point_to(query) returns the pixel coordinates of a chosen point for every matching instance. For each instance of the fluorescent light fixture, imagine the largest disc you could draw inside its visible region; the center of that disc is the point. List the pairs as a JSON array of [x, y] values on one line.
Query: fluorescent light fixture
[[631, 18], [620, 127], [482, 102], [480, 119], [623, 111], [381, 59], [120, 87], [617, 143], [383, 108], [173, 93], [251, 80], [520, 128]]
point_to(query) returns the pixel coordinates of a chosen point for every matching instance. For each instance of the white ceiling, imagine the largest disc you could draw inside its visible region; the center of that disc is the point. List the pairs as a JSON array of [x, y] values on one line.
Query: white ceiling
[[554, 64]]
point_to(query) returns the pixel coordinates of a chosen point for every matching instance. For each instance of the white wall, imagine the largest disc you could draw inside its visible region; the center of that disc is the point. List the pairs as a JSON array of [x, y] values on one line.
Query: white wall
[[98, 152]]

OBJECTIVE –
Rewrite the lines above, changing every "disc" to "circle" and leaving everything else as it is.

TASK ANSWER –
point_to(query) returns the pixel coordinates of a chosen point for every matching instance. For each instance of the fluorescent light fixture, imagine the largest circle you could draw inside its visible region; the center of that circle is the point. List the pairs as a JSON array of [x, y] values on one line.
Query: fluorescent light fixture
[[631, 18], [620, 127], [482, 102], [480, 119], [623, 111], [381, 59], [120, 87], [617, 143], [383, 108], [173, 93], [251, 80], [520, 128]]
point_to(query) returns the pixel coordinates of a chosen point for every matching instance. For each instance of the white ceiling, imagine the largest circle you could draw inside its visible region; the center of that circle is the point. List the pairs as a JSON array of [x, y] values on one line.
Query: white ceiling
[[554, 64]]
point_to(query) returns the pixel coordinates of a chosen point for every matching instance. For each instance of the white wall, imagine the largest circle you could draw inside its visible region; the center of that circle is the point. List the pairs as a JSON array of [x, y] values on one line.
Query: white wall
[[98, 152]]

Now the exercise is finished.